Direction:
List each username that posts in the forum thread about keeping pets clean between baths, with the date shown beside it.

Text block:
------------
# Maintenance between Shampooing & Bathing



## GoldenBailey (Aug 8, 2014)

Since I've already learned so much here, I'm going to keep asking questions. I hop you guys and gals don't mind. :bathbaby:

I'm curious to know what others do to keep their sweeties clean between baths and shampoos.

Typically, I use a combo of pet wipes (to clean) and paper towels (to dry) my sweetie on a daily basis, but I go through a lot of wipes and towels, which kind of bothers me. I'd like to find a more eco and budget friendly system.

I'm also curious about those of you who use the leave-in conditioner for brushing. Do you dilute that to keep from weighing the hair down and becoming sticky? What products do you use? And do you find that your puppy stays cleaner when you use the conditioner?

I should add that my guy does _not_ like getting wiped down. Such a typical boy!


----------



## Sassy's Mom (Feb 4, 2015)

I would like to know too. Has anyone tried the Chris Christensen OC Magic Foam? It's suppose to be like a spot cleaner.
Nadine


----------



## krandall (Jun 11, 2009)

I don't wipe Kodi down between baths. He rarely needs it. If he goes on a walk and gets wet and/or dirty below, I give him a quick "undercarriage wash", and towel him dry. On the RARE ccasion that he rolls in something smelly, either in the yard or in the woods, I wipe him down with Nature's Miracle wipes, that takes out even nasty smells.
------------
Given entries:
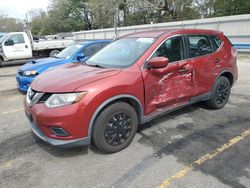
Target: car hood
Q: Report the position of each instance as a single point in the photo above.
(67, 78)
(41, 63)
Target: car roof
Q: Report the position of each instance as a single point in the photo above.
(155, 33)
(87, 42)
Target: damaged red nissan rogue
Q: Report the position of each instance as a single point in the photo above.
(131, 81)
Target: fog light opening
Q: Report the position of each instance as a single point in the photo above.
(59, 131)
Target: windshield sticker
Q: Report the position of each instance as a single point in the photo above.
(145, 40)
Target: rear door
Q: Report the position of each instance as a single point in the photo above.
(205, 60)
(170, 87)
(19, 49)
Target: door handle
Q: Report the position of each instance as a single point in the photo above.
(184, 70)
(217, 60)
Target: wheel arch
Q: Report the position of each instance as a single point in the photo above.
(228, 75)
(130, 99)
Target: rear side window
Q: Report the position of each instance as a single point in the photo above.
(172, 49)
(217, 41)
(199, 45)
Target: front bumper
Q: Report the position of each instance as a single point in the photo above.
(70, 118)
(59, 143)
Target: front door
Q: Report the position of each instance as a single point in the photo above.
(19, 49)
(170, 87)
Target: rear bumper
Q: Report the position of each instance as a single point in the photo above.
(59, 143)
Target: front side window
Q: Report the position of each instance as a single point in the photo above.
(17, 38)
(199, 45)
(172, 49)
(121, 53)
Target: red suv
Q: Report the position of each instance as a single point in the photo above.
(131, 81)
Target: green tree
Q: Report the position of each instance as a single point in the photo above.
(231, 7)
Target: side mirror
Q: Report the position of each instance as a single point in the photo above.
(158, 62)
(9, 42)
(79, 57)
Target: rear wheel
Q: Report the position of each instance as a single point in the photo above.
(220, 93)
(115, 127)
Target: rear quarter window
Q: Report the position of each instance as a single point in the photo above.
(217, 42)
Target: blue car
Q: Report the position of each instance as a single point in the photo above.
(80, 51)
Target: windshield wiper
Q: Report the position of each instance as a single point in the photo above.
(94, 65)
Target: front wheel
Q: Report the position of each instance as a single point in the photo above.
(115, 127)
(220, 93)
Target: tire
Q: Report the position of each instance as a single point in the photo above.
(115, 127)
(220, 93)
(53, 53)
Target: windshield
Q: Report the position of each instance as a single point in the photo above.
(3, 37)
(69, 51)
(121, 53)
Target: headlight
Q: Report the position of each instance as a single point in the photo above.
(57, 100)
(30, 73)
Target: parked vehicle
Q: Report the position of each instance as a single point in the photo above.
(2, 34)
(79, 51)
(20, 45)
(131, 81)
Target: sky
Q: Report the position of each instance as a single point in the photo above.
(18, 8)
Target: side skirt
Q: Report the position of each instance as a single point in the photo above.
(193, 100)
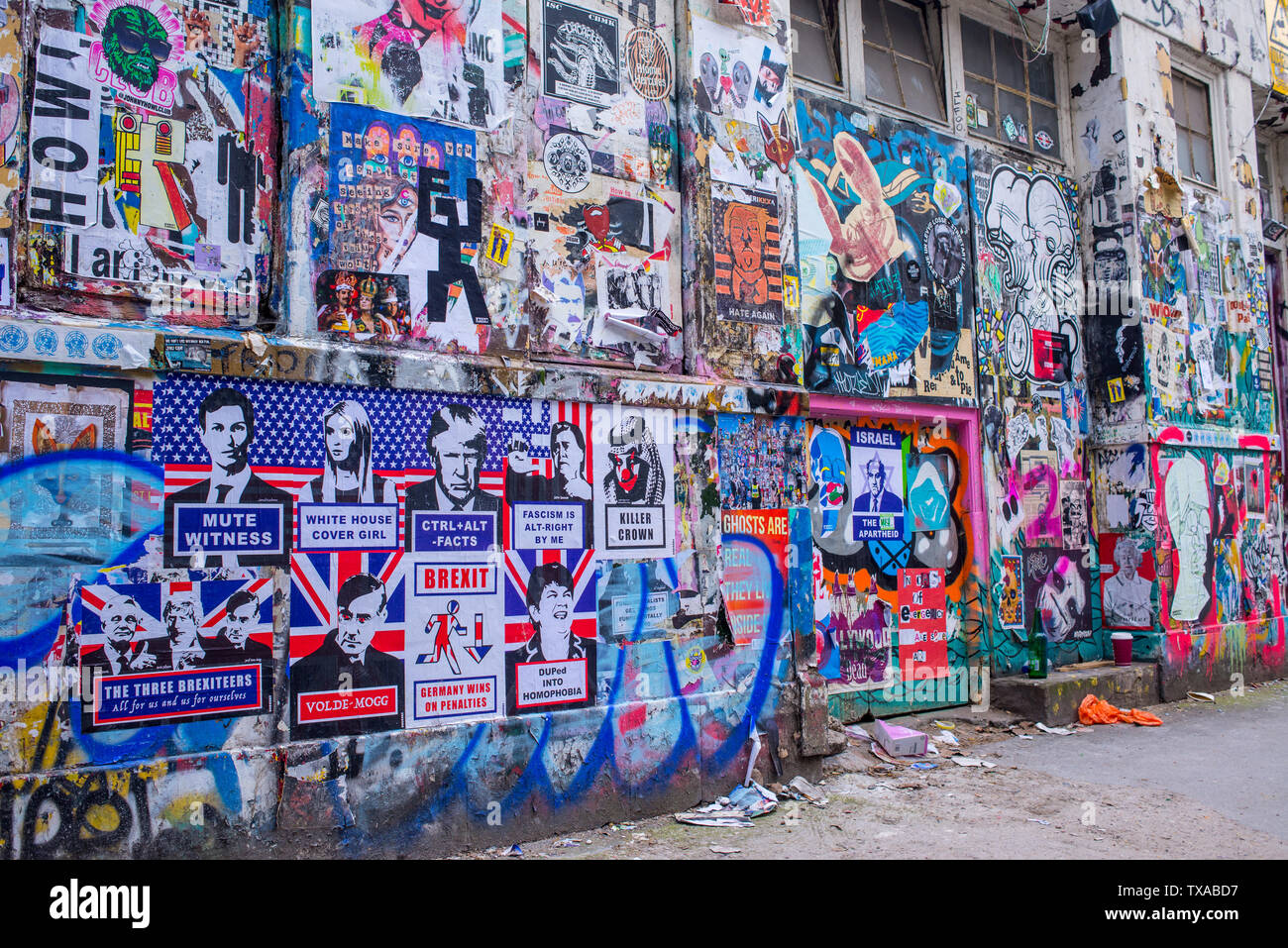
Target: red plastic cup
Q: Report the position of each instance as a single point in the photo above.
(1122, 648)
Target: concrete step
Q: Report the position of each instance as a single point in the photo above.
(1054, 699)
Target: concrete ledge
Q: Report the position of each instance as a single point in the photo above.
(1055, 699)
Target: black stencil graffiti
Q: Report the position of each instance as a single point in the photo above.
(450, 236)
(243, 172)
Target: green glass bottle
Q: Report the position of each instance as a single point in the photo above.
(1037, 646)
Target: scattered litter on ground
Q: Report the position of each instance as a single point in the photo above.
(1094, 710)
(900, 741)
(881, 755)
(1061, 732)
(754, 800)
(800, 789)
(717, 817)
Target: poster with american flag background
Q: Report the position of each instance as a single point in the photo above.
(172, 652)
(552, 630)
------------
Correct result:
GoldenBailey (Aug 8, 2014)
Sassy's Mom (Feb 4, 2015)
krandall (Jun 11, 2009)